> **What to work on**
[1] Answer these questions using the patch email:
(a) Which file does the patch change?
(b) Which function does it describe as deprecated without a successor?
(c) How many insertions does it make?
[2] Please print the part of the patch email starting at "To: Maarten Lankhorst, Maxime" and ending at "without a successor.", with no changes.

— start Reading text —

* [PATCH v2 1/2] drm/todo: Add section with task for GPU scheduler
2025-11-07 13:56 [PATCH v2 0/2] drm/todo: Add section for GPU Scheduler Philipp Stanner
@ 2025-11-07 13:57 ` Philipp Stanner
2025-11-07 13:57 ` [PATCH v2 2/2] drm/todo: Add entry for unlocked drm/sched rq readers Philipp Stanner
2025-11-27 12:49 ` [PATCH v2 0/2] drm/todo: Add section for GPU Scheduler Philipp Stanner
2 siblings, 0 replies; 6+ messages in thread
From: Philipp Stanner @ 2025-11-07 13:57 UTC (permalink / raw)
To: Maarten Lankhorst, Maxime Ripard, Thomas Zimmermann, David Airlie,
Simona Vetter, Jonathan Corbet
Cc: dri-devel, linux-doc, linux-kernel, Philipp Stanner
The GPU scheduler has a great many problems and deserves its own TODO
section.
Add a section and a first task describing the problem of
drm_sched_resubmit_jobs() being deprecated without a successor.
Signed-off-by: Philipp Stanner <phasta@kernel.org>
---
Documentation/gpu/todo.rst | 31 +++++++++++++++++++++++++++++++
1 file changed, 31 insertions(+)

— end Reading text —
— start Excerpted records —

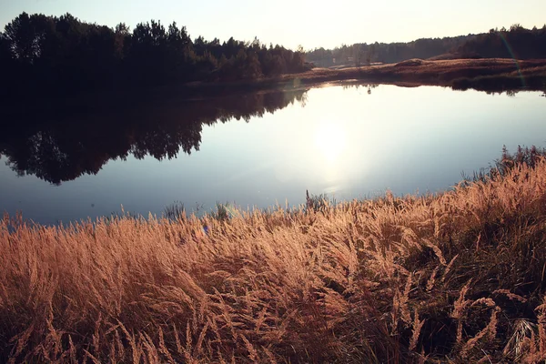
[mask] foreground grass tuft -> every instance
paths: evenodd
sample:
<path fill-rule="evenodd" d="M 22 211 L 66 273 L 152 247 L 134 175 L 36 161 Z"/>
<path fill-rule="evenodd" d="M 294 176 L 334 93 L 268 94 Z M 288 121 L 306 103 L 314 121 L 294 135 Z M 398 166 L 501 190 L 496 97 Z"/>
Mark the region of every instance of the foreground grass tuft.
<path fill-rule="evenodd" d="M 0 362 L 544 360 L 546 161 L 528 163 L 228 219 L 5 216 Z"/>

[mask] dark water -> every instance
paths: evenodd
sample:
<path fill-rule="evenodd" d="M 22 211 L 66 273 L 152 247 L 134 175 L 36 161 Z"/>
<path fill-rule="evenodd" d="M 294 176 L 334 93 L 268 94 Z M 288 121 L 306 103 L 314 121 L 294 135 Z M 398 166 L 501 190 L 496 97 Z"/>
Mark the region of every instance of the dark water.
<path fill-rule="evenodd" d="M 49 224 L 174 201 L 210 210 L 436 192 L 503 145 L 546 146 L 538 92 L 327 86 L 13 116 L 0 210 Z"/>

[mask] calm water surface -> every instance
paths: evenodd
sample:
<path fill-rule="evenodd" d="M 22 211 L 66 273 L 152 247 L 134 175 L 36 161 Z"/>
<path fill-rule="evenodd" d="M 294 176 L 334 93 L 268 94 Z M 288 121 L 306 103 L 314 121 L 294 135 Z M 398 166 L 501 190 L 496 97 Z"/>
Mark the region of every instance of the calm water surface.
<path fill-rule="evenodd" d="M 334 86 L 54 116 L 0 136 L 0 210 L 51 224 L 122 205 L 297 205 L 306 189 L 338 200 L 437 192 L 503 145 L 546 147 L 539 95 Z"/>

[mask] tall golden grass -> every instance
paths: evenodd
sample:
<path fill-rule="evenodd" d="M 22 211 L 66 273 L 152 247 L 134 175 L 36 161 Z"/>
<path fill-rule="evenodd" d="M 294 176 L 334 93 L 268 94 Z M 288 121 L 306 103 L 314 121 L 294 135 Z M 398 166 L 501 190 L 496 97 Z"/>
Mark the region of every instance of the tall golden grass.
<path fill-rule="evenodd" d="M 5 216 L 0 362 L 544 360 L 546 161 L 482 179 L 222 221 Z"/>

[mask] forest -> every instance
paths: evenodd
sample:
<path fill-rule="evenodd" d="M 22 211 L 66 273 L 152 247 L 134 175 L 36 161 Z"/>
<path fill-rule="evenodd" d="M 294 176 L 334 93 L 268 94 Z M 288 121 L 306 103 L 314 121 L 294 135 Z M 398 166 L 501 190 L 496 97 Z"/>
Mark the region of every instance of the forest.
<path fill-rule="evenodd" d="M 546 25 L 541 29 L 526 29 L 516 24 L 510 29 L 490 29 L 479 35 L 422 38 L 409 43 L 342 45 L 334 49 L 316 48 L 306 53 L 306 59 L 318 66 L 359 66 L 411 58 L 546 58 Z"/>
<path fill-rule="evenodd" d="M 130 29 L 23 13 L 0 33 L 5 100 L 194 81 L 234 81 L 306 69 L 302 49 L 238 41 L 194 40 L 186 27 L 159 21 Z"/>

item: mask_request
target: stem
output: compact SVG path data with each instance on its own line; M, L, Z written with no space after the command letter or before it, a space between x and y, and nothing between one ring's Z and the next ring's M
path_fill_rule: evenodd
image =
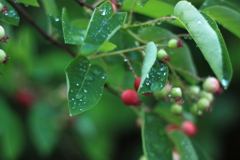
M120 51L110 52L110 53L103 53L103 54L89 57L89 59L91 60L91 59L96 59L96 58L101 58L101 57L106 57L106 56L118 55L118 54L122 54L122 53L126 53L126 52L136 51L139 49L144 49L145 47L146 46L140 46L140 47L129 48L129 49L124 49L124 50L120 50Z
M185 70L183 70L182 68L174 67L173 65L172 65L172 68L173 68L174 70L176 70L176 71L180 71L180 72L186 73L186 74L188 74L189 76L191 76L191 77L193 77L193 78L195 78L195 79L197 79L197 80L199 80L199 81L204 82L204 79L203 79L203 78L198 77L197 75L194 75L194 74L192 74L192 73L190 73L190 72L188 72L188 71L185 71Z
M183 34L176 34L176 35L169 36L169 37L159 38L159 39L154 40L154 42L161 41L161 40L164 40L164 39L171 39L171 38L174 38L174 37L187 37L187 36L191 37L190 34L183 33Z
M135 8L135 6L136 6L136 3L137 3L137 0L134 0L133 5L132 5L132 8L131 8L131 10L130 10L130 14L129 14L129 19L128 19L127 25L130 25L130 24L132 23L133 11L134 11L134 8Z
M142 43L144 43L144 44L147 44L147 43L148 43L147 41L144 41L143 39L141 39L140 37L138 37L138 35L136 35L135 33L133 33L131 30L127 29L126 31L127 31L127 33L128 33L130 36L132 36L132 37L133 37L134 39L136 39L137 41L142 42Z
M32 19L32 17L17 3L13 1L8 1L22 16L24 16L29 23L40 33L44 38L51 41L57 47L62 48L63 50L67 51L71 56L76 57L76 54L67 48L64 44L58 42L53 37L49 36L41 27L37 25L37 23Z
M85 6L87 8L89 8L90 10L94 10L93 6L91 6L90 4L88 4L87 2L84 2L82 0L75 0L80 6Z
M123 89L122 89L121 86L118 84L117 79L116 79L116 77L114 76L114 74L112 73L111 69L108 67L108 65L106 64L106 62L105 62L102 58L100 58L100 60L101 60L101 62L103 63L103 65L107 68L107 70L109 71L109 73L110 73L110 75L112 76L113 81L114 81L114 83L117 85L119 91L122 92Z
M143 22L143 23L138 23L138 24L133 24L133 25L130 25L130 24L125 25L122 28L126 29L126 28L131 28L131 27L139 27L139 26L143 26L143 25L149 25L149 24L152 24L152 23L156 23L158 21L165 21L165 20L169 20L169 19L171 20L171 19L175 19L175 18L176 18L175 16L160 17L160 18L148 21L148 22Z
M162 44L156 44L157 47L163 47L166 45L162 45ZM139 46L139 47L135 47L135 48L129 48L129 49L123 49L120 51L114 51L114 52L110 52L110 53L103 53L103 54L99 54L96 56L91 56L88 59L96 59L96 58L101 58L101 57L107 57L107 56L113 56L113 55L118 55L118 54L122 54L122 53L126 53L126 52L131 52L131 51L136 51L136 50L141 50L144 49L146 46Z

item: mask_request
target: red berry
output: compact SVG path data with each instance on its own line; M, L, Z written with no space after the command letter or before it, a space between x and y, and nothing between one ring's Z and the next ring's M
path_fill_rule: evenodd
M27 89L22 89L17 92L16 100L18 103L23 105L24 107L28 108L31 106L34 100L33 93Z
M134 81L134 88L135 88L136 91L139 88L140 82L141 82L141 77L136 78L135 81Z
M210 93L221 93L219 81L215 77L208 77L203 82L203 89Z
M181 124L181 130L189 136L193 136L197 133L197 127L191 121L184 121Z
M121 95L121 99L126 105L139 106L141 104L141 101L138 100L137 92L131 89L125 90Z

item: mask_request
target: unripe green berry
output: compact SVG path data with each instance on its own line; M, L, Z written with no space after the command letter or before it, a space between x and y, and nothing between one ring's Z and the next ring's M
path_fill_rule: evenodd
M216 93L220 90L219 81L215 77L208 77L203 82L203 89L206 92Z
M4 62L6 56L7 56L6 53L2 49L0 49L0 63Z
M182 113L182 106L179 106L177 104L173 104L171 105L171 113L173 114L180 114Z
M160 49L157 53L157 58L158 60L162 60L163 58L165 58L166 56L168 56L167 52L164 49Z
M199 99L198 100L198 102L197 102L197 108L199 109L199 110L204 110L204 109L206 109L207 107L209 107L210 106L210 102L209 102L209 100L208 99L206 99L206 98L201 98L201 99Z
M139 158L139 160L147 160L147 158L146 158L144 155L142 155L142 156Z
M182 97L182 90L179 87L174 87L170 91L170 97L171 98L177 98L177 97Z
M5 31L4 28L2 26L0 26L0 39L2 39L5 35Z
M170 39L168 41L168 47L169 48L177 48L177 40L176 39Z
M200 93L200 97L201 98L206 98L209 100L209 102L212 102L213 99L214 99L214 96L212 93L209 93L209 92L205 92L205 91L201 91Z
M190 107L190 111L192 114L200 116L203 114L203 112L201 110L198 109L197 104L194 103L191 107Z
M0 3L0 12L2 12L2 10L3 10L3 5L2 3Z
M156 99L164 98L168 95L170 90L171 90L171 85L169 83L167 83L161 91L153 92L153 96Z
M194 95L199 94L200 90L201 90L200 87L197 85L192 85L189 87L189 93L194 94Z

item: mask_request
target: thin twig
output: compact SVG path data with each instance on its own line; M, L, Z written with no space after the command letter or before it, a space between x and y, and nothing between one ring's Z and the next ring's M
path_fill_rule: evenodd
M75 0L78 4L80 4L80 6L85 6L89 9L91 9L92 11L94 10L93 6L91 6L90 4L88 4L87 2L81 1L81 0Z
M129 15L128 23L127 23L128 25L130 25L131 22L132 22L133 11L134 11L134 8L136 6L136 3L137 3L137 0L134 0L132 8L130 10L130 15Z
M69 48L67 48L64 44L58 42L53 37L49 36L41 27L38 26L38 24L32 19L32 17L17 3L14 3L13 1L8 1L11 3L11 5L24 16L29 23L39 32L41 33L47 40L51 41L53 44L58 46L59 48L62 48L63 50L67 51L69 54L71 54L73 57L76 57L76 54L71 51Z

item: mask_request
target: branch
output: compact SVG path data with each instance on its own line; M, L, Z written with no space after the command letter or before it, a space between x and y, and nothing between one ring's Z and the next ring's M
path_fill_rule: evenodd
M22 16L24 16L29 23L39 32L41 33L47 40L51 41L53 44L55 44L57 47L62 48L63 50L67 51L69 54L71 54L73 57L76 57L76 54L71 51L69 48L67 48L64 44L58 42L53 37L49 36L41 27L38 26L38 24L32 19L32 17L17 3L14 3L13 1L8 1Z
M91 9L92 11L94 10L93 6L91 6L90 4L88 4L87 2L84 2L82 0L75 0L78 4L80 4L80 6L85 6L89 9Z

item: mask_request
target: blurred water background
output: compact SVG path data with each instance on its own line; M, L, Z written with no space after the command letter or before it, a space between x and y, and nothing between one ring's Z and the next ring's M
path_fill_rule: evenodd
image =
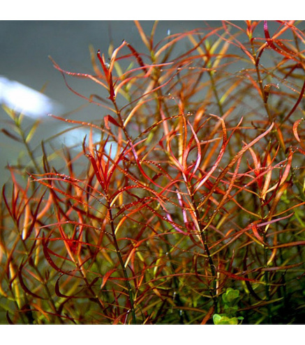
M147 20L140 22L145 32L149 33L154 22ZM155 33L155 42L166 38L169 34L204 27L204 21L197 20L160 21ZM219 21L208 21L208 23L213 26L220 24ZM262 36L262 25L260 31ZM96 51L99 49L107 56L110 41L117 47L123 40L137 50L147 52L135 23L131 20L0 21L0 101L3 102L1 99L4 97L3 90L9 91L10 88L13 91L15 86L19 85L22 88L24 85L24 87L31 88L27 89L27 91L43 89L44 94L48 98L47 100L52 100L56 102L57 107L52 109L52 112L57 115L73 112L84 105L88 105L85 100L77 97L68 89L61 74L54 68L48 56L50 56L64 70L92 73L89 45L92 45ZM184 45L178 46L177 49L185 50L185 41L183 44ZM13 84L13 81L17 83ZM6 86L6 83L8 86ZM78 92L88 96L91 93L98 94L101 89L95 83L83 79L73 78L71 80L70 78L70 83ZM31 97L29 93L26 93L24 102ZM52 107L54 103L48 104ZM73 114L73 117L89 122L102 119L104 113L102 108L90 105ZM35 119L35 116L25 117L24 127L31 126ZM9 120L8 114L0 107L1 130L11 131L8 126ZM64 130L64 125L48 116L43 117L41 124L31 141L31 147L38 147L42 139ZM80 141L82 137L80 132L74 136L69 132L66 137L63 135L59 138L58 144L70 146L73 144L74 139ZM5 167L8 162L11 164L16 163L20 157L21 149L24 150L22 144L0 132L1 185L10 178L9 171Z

— end Excerpted records —

> **Problem solutions**
[1]
(a) Documentation/gpu/todo.rst
(b) drm_sched_resubmit_jobs()
(c) 31

[2]
To: Maarten Lankhorst, Maxime Ripard, Thomas Zimmermann, David Airlie,
Simona Vetter, Jonathan Corbet
Cc: dri-devel, linux-doc, linux-kernel, Philipp Stanner
The GPU scheduler has a great many problems and deserves its own TODO
section.
Add a section and a first task describing the problem of
drm_sched_resubmit_jobs() being deprecated without a successor.